Record extracts section start
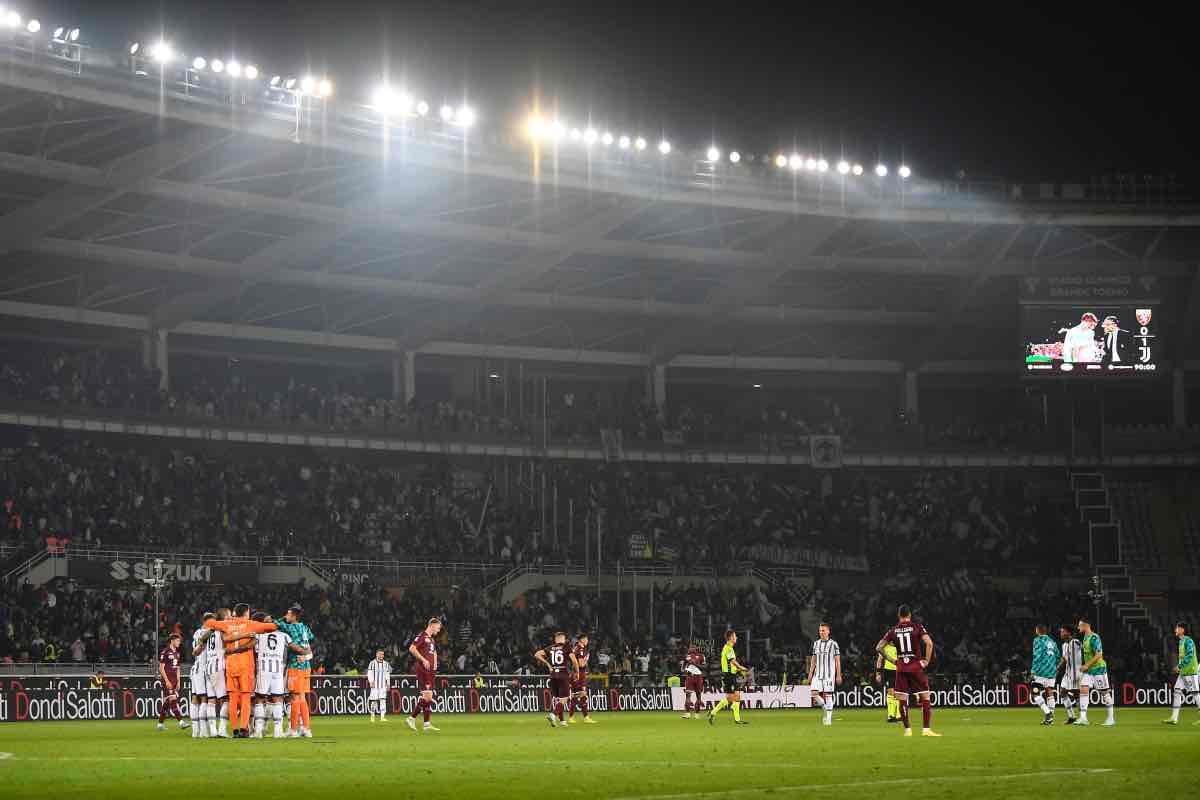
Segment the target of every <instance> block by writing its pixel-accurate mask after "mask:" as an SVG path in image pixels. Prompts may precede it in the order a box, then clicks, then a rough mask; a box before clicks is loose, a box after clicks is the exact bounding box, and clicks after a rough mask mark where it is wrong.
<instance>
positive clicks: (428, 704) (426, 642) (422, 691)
mask: <svg viewBox="0 0 1200 800" xmlns="http://www.w3.org/2000/svg"><path fill="white" fill-rule="evenodd" d="M440 630H442V620H440V619H438V618H437V616H433V618H431V619H430V621H428V622H426V625H425V630H424V631H421V632H420V633H418V634H416V636H415V637H413V643H412V644H409V645H408V651H409V652H412V654H413V658H415V660H416V664H415V669H414V672H415V673H416V690H418V691H419V692H420V693H421V694H420V697H419V698H418V700H416V705H414V706H413V712H412V714H410V715H408V718H406V720H404V722H407V723H408V727H409V728H412V729H413V730H416V715H418V714H421V715H424V716H425V728H424V730H425V732H426V733H428V732H431V730H432V732H434V733H436V732H438V730H440V728H434V727H433V723H432V722H430V711H431V710H432V709H433V680H434V679H436V678H437V674H438V649H437V645H436V644H434V642H433V637H436V636H437V634H438V632H439V631H440Z"/></svg>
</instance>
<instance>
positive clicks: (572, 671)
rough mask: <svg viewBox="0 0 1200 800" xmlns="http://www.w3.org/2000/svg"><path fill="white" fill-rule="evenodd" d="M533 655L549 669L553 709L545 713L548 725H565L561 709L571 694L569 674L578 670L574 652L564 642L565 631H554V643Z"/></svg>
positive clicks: (570, 678) (542, 649)
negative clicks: (549, 672)
mask: <svg viewBox="0 0 1200 800" xmlns="http://www.w3.org/2000/svg"><path fill="white" fill-rule="evenodd" d="M533 657H534V660H535V661H538V662H540V663H544V664H546V669H548V670H550V693H551V698H553V703H554V710H553V711H551V712H550V714H547V715H546V718H547V720H548V721H550V727H551V728H558V727H565V726H566V723H565V722H564V721H563V710H564V709H565V708H566V698H568V697H570V694H571V675H572V674H576V673H578V672H580V663H578V661H576V660H575V652H572V651H571V645H569V644H568V643H566V633H564V632H563V631H558V632H557V633H554V643H553V644H551V645H550V646H548V648H542V649H541V650H539V651H538V652H535V654H533Z"/></svg>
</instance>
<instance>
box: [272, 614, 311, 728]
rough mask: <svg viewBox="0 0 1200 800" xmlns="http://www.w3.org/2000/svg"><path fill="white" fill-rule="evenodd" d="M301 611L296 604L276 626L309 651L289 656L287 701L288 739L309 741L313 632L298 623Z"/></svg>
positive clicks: (300, 624)
mask: <svg viewBox="0 0 1200 800" xmlns="http://www.w3.org/2000/svg"><path fill="white" fill-rule="evenodd" d="M301 613H302V609H301V608H300V606H299V604H295V606H293V607H292V608H289V609H288V613H287V615H286V616H284V620H286V621H283V622H278V621H277V622H275V624H276V625H277V626H278V628H280V630H281V631H283V632H284V633H287V634H288V636H290V637H292V642H293V643H295V644H296V645H299V646H301V648H308V652H307V654H304V655H302V654H299V652H289V654H288V697H289V699H290V728H289V730H288V736H289V738H292V739H299V738H302V739H311V738H312V730H311V729H310V727H308V720H310V714H308V692H310V691H311V690H312V685H311V678H312V640H313V638H316V637H313V634H312V631H311V630H308V626H307V625H305V624H304V622H301V621H300V614H301Z"/></svg>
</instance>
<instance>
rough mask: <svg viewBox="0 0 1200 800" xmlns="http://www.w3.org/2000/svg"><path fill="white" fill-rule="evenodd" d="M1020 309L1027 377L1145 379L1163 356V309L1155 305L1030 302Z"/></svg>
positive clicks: (1024, 365)
mask: <svg viewBox="0 0 1200 800" xmlns="http://www.w3.org/2000/svg"><path fill="white" fill-rule="evenodd" d="M1021 312H1022V317H1024V320H1022V326H1021V337H1022V345H1024V350H1025V351H1024V359H1025V365H1024V368H1025V373H1026V375H1028V377H1042V375H1045V377H1050V375H1054V377H1058V378H1075V377H1096V378H1105V379H1114V378H1117V377H1122V375H1123V377H1133V375H1142V377H1146V375H1153V374H1156V372H1157V371H1158V362H1159V361H1160V360H1162V359H1163V351H1164V341H1163V337H1162V336H1160V332H1162V330H1163V320H1162V318H1160V307H1156V305H1152V303H1130V305H1126V303H1100V302H1093V303H1088V305H1082V303H1079V305H1075V303H1072V305H1061V306H1058V305H1036V306H1034V305H1030V306H1024V307H1022V308H1021Z"/></svg>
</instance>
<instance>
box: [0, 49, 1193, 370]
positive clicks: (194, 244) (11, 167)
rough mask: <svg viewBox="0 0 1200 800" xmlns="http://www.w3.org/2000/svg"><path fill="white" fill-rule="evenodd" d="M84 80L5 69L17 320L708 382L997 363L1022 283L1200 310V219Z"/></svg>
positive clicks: (1, 163)
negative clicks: (792, 372) (1145, 298)
mask: <svg viewBox="0 0 1200 800" xmlns="http://www.w3.org/2000/svg"><path fill="white" fill-rule="evenodd" d="M78 70H79V73H78V74H76V73H74V72H70V71H65V70H64V68H62V65H61V64H55V62H50V64H35V62H25V61H20V60H16V61H13V62H12V64H11V65H10V66H8V67H6V70H5V71H4V72H2V73H0V112H2V114H0V119H2V124H0V209H2V211H4V216H0V259H2V261H4V271H2V276H4V277H2V283H0V314H2V315H5V317H8V318H10V319H12V318H22V319H25V320H29V319H46V320H52V321H53V324H54V325H55V326H58V327H59V329H60V330H61V324H62V323H65V321H71V323H74V324H77V325H80V326H88V325H95V326H102V327H109V329H113V327H115V329H122V330H169V331H174V332H176V333H178V335H182V336H204V337H210V338H211V337H224V338H230V339H257V341H263V342H276V343H284V344H294V345H299V347H332V348H347V349H354V350H366V351H390V353H400V351H404V350H421V349H424V350H425V351H431V350H433V351H442V353H446V354H452V353H461V354H479V353H482V351H490V353H496V354H500V353H504V354H508V355H505V356H503V357H508V356H511V357H522V354H524V356H526V357H545V359H556V360H565V361H594V362H607V363H630V365H641V363H667V362H671V361H672V360H673V359H680V357H683V356H686V357H690V359H691V361H690V363H692V365H695V366H701V365H703V363H707V362H706V361H704V359H712V360H714V361H713V363H727V361H721V360H722V359H725V360H728V359H743V360H746V359H760V360H761V359H773V357H774V359H820V360H827V359H847V360H860V361H865V362H870V361H871V360H888V361H899V362H904V363H922V362H925V361H930V360H935V359H940V360H947V359H971V360H1001V359H1006V357H1008V356H1009V355H1010V350H1012V343H1013V342H1015V341H1016V321H1015V317H1016V314H1015V297H1016V293H1015V281H1014V279H1013V278H1014V276H1020V275H1055V273H1078V272H1098V273H1142V272H1152V273H1156V275H1160V276H1168V277H1171V278H1176V279H1178V281H1180V283H1178V284H1177V285H1178V287H1180V288H1181V290H1180V291H1177V293H1175V297H1176V299H1177V302H1178V303H1180V308H1178V312H1177V313H1178V314H1181V315H1184V318H1186V319H1187V320H1188V331H1189V332H1190V333H1192V335H1193V336H1195V320H1196V318H1198V315H1200V314H1198V313H1196V311H1198V306H1200V299H1198V295H1200V281H1195V279H1194V276H1195V270H1196V267H1195V264H1196V255H1198V254H1200V230H1198V225H1200V209H1195V207H1178V206H1172V207H1158V206H1138V205H1133V206H1129V205H1109V204H1104V203H1098V201H1094V200H1091V199H1087V197H1086V193H1085V197H1084V198H1082V199H1080V200H1076V201H1072V200H1067V199H1061V198H1057V199H1046V200H1040V199H1039V200H1030V199H1022V200H1014V199H1012V193H1013V187H995V186H991V187H974V190H972V191H971V192H970V193H967V190H968V188H970V187H966V186H959V185H955V184H940V182H931V181H922V180H913V181H908V182H902V181H876V180H874V179H870V180H868V181H865V182H862V184H854V185H846V184H840V182H838V181H836V180H834V179H821V180H816V179H811V178H808V176H800V178H797V176H796V175H793V174H791V173H788V172H787V170H784V172H779V170H774V168H773V167H772V166H770V164H769V163H767V164H757V166H756V164H745V166H744V167H739V168H734V167H732V166H727V164H724V166H720V167H719V168H718V167H714V166H712V164H707V166H706V164H704V163H703V160H700V161H695V160H691V158H689V157H688V156H686V154H673V155H672V158H671V160H670V161H665V160H660V161H650V160H646V161H640V160H638V158H637V157H632V156H620V155H614V156H612V157H606V158H600V157H596V158H582V157H578V156H570V155H568V154H562V155H560V156H559V155H558V154H553V152H540V154H534V152H532V151H530V149H529V148H528V145H527V143H523V142H518V140H511V139H509V138H506V137H494V136H493V137H491V138H487V139H484V138H482V137H480V138H481V139H482V140H479V142H474V140H470V139H469V137H468V138H464V137H462V136H457V137H456V136H450V134H446V133H445V132H438V131H434V130H415V128H414V130H413V131H400V132H395V131H390V130H388V131H386V132H385V128H384V126H382V125H378V124H377V122H372V120H371V119H370V115H366V114H365V113H364V112H362V109H355V108H349V107H347V108H340V107H337V106H334V104H329V106H328V107H326V106H324V104H314V106H311V107H307V108H305V109H304V113H302V115H299V114H298V113H296V110H295V108H294V107H286V106H283V107H281V106H278V104H271V103H268V102H264V101H263V100H262V98H260V97H258V96H257V95H245V94H244V95H240V96H239V95H238V94H232V95H222V96H211V95H203V94H200V95H194V94H185V92H184V90H181V89H180V88H179V86H172V85H168V86H167V89H166V91H164V92H163V94H162V95H161V96H160V91H158V82H157V79H155V80H144V79H143V80H139V79H138V78H137V76H133V74H131V73H130V72H128V71H127V70H126V68H124V67H122V66H121V62H120V56H114V55H112V54H89V55H88V58H86V59H84V60H83V61H82V62H80V64H79V65H78ZM298 119H300V120H301V121H300V122H299V124H298V121H296V120H298ZM385 136H386V139H385ZM385 142H386V148H385V146H384V144H385ZM655 156H656V154H655ZM1050 188H1051V190H1052V191H1051V192H1050V193H1051V194H1061V193H1063V190H1062V187H1050ZM980 190H984V191H982V192H980ZM1024 190H1025V197H1026V198H1028V197H1040V196H1042V193H1043V187H1024ZM1072 192H1073V190H1072V191H1068V192H1067V193H1068V194H1070V193H1072ZM26 324H28V323H20V324H19V325H22V326H24V325H26ZM80 330H83V329H80ZM684 362H686V360H682V361H679V362H678V363H684ZM797 363H799V362H797Z"/></svg>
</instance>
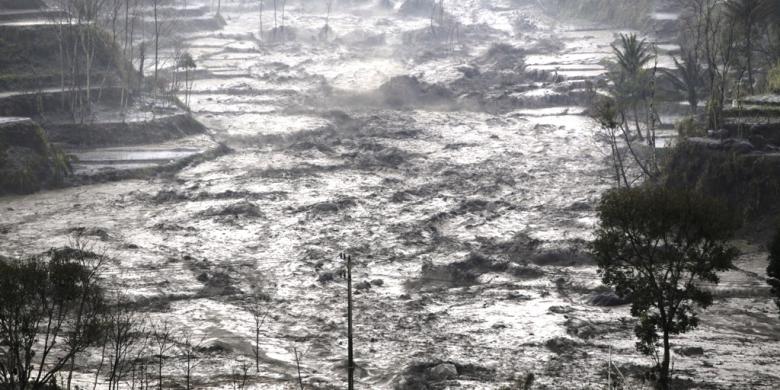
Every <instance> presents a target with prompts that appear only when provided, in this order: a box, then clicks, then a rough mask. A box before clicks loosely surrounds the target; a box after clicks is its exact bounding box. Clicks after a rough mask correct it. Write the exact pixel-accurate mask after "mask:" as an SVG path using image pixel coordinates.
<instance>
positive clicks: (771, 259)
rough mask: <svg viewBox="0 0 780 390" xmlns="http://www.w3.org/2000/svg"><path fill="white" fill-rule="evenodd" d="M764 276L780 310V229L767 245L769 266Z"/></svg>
mask: <svg viewBox="0 0 780 390" xmlns="http://www.w3.org/2000/svg"><path fill="white" fill-rule="evenodd" d="M766 274H767V276H769V279H767V282H768V283H769V285H770V286H772V295H774V296H775V303H776V304H777V307H778V308H780V228H778V230H777V233H775V237H774V239H773V240H772V243H771V244H770V245H769V266H768V267H767V268H766Z"/></svg>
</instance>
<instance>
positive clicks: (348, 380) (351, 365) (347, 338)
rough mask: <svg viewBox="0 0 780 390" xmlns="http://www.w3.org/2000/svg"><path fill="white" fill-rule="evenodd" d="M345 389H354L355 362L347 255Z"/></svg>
mask: <svg viewBox="0 0 780 390" xmlns="http://www.w3.org/2000/svg"><path fill="white" fill-rule="evenodd" d="M347 349H348V357H347V359H348V361H347V389H348V390H354V389H355V362H354V361H353V355H352V256H347Z"/></svg>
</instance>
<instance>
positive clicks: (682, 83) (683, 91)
mask: <svg viewBox="0 0 780 390" xmlns="http://www.w3.org/2000/svg"><path fill="white" fill-rule="evenodd" d="M672 59H673V60H674V66H675V68H676V69H675V70H669V69H664V70H662V72H663V73H664V74H665V75H666V77H667V78H668V79H669V81H670V82H671V83H672V85H674V87H675V88H677V89H678V90H679V91H682V92H684V93H685V94H686V99H687V100H688V104H689V105H690V107H691V114H693V115H696V111H697V108H698V105H699V91H700V90H701V88H703V87H704V69H703V68H702V66H701V64H700V63H699V59H698V58H696V53H695V52H694V51H693V50H686V49H683V50H682V53H680V59H679V60H678V59H677V58H676V57H672Z"/></svg>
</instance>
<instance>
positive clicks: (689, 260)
mask: <svg viewBox="0 0 780 390" xmlns="http://www.w3.org/2000/svg"><path fill="white" fill-rule="evenodd" d="M598 214H599V220H600V225H599V228H598V229H597V230H596V239H595V240H594V242H593V244H592V247H593V254H594V256H595V259H596V262H597V264H598V267H599V273H600V274H601V276H602V280H603V282H604V283H605V284H607V285H610V286H614V287H615V291H616V292H617V294H618V295H619V296H621V297H623V298H625V299H627V300H629V301H630V302H631V315H632V316H634V317H637V318H638V319H639V323H638V324H637V325H636V328H635V333H636V336H637V338H638V339H639V342H638V343H637V349H638V350H639V351H641V352H642V353H645V354H647V355H650V356H653V357H654V358H655V359H656V361H657V366H658V369H659V373H660V377H659V386H660V388H662V389H669V388H670V375H669V373H670V362H671V360H670V349H671V344H670V336H671V335H676V334H680V333H684V332H687V331H689V330H691V329H693V328H695V327H696V326H697V325H698V323H699V321H698V316H697V308H696V307H697V306H698V307H700V308H706V307H707V306H709V305H711V304H712V294H711V293H710V292H709V291H707V290H706V289H704V288H703V287H702V284H701V283H702V282H706V283H717V282H718V280H719V279H718V275H717V272H719V271H725V270H728V269H730V268H731V267H732V266H733V265H732V262H733V260H734V259H735V258H736V256H737V254H738V252H737V250H736V249H735V248H734V247H732V246H731V245H729V244H728V243H727V240H728V239H730V238H731V236H732V234H733V231H734V226H735V225H734V223H733V220H732V219H731V218H730V216H729V212H728V210H727V209H726V208H725V207H724V206H723V205H722V204H719V203H718V202H716V201H714V200H712V199H709V198H707V197H705V196H702V195H699V194H696V193H692V192H686V191H676V190H669V189H665V188H662V187H647V188H632V189H626V188H623V189H618V190H613V191H611V192H608V193H606V194H605V195H604V197H603V199H602V201H601V204H600V206H599V209H598ZM659 333H660V334H659ZM659 339H660V340H659ZM659 342H660V343H661V347H662V348H661V350H662V355H661V357H660V358H659V356H658V353H657V345H658V344H659Z"/></svg>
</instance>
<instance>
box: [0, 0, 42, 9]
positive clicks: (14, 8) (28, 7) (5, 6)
mask: <svg viewBox="0 0 780 390" xmlns="http://www.w3.org/2000/svg"><path fill="white" fill-rule="evenodd" d="M45 5H46V4H44V2H43V0H0V9H14V10H15V9H30V8H42V7H44V6H45Z"/></svg>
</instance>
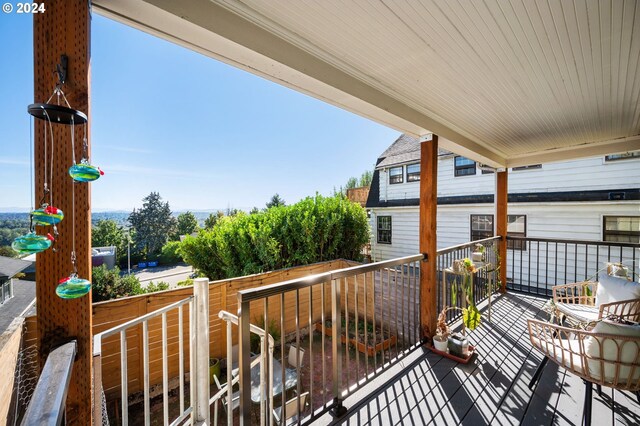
Record extracts section end
Among the records above, only the lines between the line holding "positive clicks: (428, 704)" and the line holding "positive clicks: (570, 678) (542, 649)", inclusive, are to be output, exactly as written.

positive clicks: (428, 704) (426, 642) (422, 691)
mask: <svg viewBox="0 0 1200 800" xmlns="http://www.w3.org/2000/svg"><path fill="white" fill-rule="evenodd" d="M440 630H442V620H440V619H438V618H437V616H433V618H431V619H430V621H428V622H426V625H425V630H424V631H421V632H420V633H418V634H416V636H415V637H413V643H412V644H409V645H408V651H409V652H412V654H413V658H415V660H416V664H415V669H414V672H415V673H416V690H418V691H419V692H420V693H421V694H420V697H419V698H418V700H416V705H414V706H413V712H412V714H410V715H408V718H406V720H404V722H407V723H408V727H409V728H412V729H413V730H416V715H418V714H421V715H424V716H425V728H424V730H425V732H426V733H428V732H431V730H432V732H434V733H436V732H438V730H440V728H434V727H433V723H432V722H430V711H431V710H432V709H433V680H434V679H436V678H437V674H438V649H437V645H436V644H434V642H433V637H436V636H437V634H438V632H439V631H440Z"/></svg>
</instance>
<instance>
positive clicks: (572, 671)
rough mask: <svg viewBox="0 0 1200 800" xmlns="http://www.w3.org/2000/svg"><path fill="white" fill-rule="evenodd" d="M533 655L549 669L553 709L545 713L548 725H565L561 709L571 694L569 674L578 670L574 652L564 642L565 631H554V643Z"/></svg>
positive clicks: (570, 678) (542, 649)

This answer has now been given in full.